------ Source text
Today’s session was quite volatile, so we don’t want to keep you waiting until tomorrow and we are sending a brief commentary right away.
In short, it seems to have been just another daily correction and not a game-changer. It’s very likely the case, not only because of the level reached by the USD Index. It’s also the case because of how mining stocks performed relative to gold and silver.
In today’s regular Gold & Silver Trading Alert, we wrote the following about the USD Index:
Unless the USD closes below the neck level of the previously confirmed inverse head-and-shoulders pattern (currently at about 95.9), the outlook will remain bullish, and the short-term decline will be nothing more than a correction within an uptrend.
Today, the USDX moved lower in a visible way, but the intraday low was 96.20 - there was definitely no breakdown back below the neck level of the inverse head-and-shoulders patter in terms of the intraday prices, let alone in terms of the closing prices. Since the inverse H&S pattern was not invalidated, it continues to have very bullish implications going forward. This means that the implications for the precious metals sector remain strongly bearish.
------------
------ Excerpted data
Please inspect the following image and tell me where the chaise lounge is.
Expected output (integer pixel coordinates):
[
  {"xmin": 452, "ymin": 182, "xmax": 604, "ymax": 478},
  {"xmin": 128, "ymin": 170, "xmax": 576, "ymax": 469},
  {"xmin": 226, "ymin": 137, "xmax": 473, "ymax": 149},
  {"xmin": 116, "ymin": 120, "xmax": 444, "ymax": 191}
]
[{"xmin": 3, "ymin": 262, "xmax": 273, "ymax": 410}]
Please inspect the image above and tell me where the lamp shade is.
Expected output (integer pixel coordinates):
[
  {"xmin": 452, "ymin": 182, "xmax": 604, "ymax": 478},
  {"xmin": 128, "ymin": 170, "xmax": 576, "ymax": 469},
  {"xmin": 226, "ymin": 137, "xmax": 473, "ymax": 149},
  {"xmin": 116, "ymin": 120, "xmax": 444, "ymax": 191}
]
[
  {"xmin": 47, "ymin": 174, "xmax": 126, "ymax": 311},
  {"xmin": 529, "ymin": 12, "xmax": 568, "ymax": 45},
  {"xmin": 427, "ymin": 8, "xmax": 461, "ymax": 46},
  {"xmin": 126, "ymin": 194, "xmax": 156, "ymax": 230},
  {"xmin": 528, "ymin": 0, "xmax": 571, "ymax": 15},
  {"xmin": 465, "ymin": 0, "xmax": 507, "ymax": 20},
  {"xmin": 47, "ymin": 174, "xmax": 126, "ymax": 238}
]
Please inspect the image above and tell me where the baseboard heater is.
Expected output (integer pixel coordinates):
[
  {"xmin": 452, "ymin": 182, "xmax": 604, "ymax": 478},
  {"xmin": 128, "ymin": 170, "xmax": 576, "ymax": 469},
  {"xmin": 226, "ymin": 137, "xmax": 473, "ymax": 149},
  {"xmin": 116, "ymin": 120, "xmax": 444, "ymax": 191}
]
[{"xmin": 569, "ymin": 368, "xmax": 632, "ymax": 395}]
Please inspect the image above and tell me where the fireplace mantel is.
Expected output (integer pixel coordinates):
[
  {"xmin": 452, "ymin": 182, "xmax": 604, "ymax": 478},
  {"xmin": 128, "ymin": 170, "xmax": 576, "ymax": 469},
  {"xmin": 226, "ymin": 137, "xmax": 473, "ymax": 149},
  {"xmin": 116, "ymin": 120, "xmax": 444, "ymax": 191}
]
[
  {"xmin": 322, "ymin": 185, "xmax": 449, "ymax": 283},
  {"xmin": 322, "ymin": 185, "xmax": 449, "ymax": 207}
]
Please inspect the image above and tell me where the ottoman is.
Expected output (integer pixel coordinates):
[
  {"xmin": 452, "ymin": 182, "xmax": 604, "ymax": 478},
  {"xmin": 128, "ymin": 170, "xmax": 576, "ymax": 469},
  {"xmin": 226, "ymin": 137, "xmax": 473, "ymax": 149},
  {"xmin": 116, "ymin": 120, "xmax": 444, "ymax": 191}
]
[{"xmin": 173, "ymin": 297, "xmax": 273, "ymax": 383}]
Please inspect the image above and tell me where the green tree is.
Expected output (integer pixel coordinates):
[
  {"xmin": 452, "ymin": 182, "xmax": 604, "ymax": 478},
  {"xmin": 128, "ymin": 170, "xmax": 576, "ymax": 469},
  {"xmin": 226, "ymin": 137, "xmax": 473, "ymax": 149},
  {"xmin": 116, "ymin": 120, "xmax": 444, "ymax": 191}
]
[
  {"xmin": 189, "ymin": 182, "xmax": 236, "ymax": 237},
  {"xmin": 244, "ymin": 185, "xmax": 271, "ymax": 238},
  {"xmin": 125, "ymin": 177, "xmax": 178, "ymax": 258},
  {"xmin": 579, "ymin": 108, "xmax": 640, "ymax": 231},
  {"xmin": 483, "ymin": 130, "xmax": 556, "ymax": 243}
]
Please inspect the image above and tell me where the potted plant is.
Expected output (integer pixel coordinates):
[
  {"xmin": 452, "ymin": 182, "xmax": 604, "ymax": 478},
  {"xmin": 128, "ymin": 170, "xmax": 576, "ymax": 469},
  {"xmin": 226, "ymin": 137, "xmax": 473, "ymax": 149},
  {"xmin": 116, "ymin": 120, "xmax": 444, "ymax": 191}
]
------------
■ **Short exercise A**:
Transcribe the passage of the commentary on the USD Index and precious metals that opens with the words containing "In today’s regular" and closes with "within an uptrend.".
■ **Short exercise B**:
Pick up the commentary on the USD Index and precious metals after its final sentence and carry it forward.
None of the entries is needed for this work.

■ **Exercise output A**:
In today’s regular Gold & Silver Trading Alert, we wrote the following about the USD Index:
Unless the USD closes below the neck level of the previously confirmed inverse head-and-shoulders pattern (currently at about 95.9), the outlook will remain bullish, and the short-term decline will be nothing more than a correction within an uptrend.

■ **Exercise output B**:
As far as the relative performance of the mining stocks is concerned, please note that gold and silver moved more or less to their late-October highs. But not mining stocks. The GDX ETF is only halfway back up. This is a clear sign of underperformance, even though on a stand-alone basis, miners’ price move doesn’t appear bearish at all - it rallied over 3%. But, it should have rallied about twice as much given the size of the upswing in gold and silver, and given today’s upswing in the main stock indices. It didn’t and thus, today’s rally didn’t show strength of the mining stocks, but their weakness. Again, we realize that viewing a rally as something bearish may sound absurd, but this is really the case - monitoring strength of the rallies and comparing it with the strength that should have been seen is one of the most reliable and stable (over time) signals that we have for the short term.
Consequently, even though today’s upswing appeared bullish, it doesn’t change anything regarding the outlook, which remains bearish.
As always, we’ll keep you - our subscribers - informed.
Thank you.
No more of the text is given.